# Stated goal
Answer these questions using the blog post on Week 4 readings below.
1. Which two suggested readings does the post discuss?
2. According to the presentation, whose role becomes crucial for engaging and supporting learners?
3. Which tool sends meeting reminders by sms text?

Sunday 15 May 2011

M4T-A: Week 4 Readings

I've been going through two of the suggested readings in Week 4: Success factors in online teaching and Nine principles for excellence in web-based teaching

Not surprisingly, they both emphasise the need to engage learners by using materials that are relevant to their needs and to the learning objectives. Both of them also stress the importance of creating a supportive and safe environment for learners to achieve their goals. 
  • Success factors in online teaching  
This presentation states that, as online learning entails isolation and a need for time management skills, technical skills and computer access, it is essential to provide a collaborative and supportive environment and to ensure the accessibility of the course materials. In this medium, the role of the mentor becomes crucial for engaging and supporting learners. Success depends on learning resources that are relevant, challenging, but achievable, and easy to navigate. 

Providing support and feedback by means of regular meetings becomes central in this context. The presentation illustrates the point by referring to an experience in which several tools were used to this effect:
Gmail: to profit from a wide variety of Google apps by creating a Google account.
Google Calendar: one of the many Google apps, useful to schedule and view events.
YouCanBook.me: for mentors to add events to calendars, and check preferred meeting times. Good tool for selecting event times convenient to the majority of the students.
FlashMeeting: to hold group meetings as a way to foster collaboration and a sense of belonging, as well as to provide opportunities to clarify doubts
my.TAFE: for students to receive announcements and see them in the Google calendar.
redcoal: to send meeting reminders by sms text with the link to the meeting, and feedback on marked assignments.

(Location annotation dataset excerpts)
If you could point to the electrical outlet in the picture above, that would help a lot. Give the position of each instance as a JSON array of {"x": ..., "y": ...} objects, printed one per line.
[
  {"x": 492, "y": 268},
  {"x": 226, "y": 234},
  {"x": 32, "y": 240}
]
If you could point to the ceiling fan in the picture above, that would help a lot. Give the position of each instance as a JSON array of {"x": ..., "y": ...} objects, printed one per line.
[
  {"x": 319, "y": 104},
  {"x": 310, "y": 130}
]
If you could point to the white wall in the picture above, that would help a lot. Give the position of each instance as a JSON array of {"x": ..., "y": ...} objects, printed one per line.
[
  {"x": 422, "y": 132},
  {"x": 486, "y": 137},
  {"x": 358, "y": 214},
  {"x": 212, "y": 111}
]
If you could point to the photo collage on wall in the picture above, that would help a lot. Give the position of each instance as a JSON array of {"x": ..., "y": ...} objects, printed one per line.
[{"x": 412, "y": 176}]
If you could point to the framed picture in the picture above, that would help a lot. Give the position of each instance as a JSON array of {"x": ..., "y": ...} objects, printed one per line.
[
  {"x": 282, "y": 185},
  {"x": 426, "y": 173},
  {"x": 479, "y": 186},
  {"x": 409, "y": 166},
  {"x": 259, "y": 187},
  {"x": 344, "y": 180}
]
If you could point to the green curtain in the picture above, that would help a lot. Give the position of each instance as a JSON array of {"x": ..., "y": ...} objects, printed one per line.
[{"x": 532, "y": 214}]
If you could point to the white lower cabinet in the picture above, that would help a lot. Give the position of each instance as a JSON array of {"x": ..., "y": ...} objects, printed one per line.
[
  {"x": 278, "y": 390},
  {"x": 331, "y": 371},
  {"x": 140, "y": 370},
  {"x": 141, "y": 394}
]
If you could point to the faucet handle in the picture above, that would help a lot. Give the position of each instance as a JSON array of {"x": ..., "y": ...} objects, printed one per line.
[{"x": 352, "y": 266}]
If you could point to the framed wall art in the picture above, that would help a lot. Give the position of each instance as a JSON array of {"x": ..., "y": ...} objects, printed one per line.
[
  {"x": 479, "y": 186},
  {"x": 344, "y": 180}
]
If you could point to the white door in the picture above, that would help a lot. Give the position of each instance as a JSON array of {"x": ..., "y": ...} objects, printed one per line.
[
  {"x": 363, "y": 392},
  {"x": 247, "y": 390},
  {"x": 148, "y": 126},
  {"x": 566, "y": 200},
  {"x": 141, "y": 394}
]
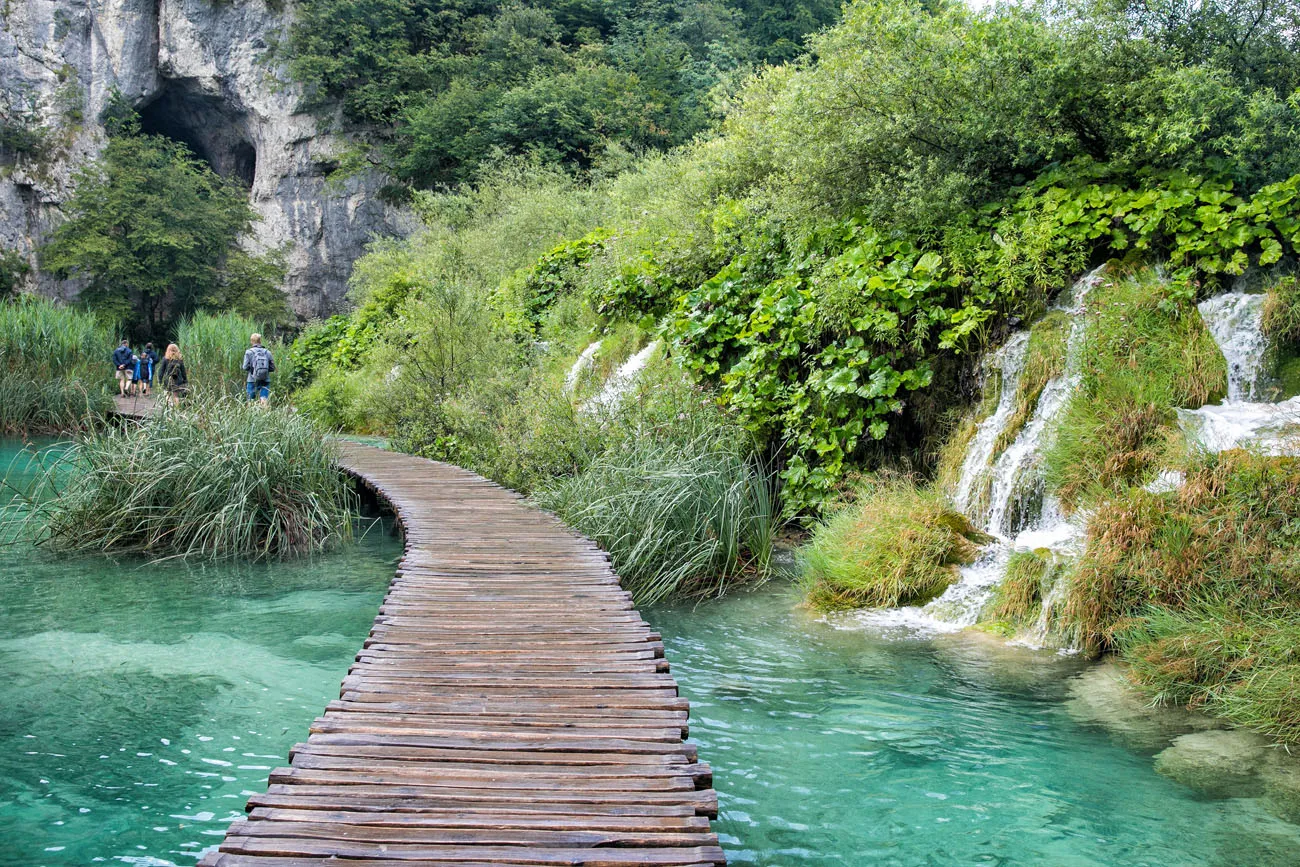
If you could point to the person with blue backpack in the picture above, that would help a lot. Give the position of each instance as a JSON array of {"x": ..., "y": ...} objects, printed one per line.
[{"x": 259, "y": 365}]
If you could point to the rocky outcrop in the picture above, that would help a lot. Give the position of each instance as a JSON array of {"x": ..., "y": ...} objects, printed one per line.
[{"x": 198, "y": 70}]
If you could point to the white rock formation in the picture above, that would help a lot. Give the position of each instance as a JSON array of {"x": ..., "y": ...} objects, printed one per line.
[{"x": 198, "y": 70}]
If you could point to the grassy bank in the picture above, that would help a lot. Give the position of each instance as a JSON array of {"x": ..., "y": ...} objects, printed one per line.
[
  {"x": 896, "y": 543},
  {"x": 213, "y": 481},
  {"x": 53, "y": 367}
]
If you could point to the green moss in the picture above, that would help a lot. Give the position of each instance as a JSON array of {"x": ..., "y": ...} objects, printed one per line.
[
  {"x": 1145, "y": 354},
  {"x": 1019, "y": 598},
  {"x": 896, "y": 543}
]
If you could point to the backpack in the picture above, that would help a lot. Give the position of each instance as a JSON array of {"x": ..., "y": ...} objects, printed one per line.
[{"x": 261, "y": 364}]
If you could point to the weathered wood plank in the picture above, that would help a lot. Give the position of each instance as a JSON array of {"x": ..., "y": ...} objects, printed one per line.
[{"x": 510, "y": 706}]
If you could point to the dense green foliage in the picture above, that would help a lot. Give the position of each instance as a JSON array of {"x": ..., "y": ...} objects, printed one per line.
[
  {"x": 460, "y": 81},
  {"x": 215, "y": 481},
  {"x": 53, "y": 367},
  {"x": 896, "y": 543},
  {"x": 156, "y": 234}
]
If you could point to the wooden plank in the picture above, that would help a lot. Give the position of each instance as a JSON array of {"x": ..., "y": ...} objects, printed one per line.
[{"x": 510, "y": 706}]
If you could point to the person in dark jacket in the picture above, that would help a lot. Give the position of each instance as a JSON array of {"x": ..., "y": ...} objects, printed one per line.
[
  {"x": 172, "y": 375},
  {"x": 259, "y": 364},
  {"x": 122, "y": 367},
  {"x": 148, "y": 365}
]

# Result of the task
1. Success factors in online teaching and Nine principles for excellence in web-based teaching
2. The mentor's
3. redcoal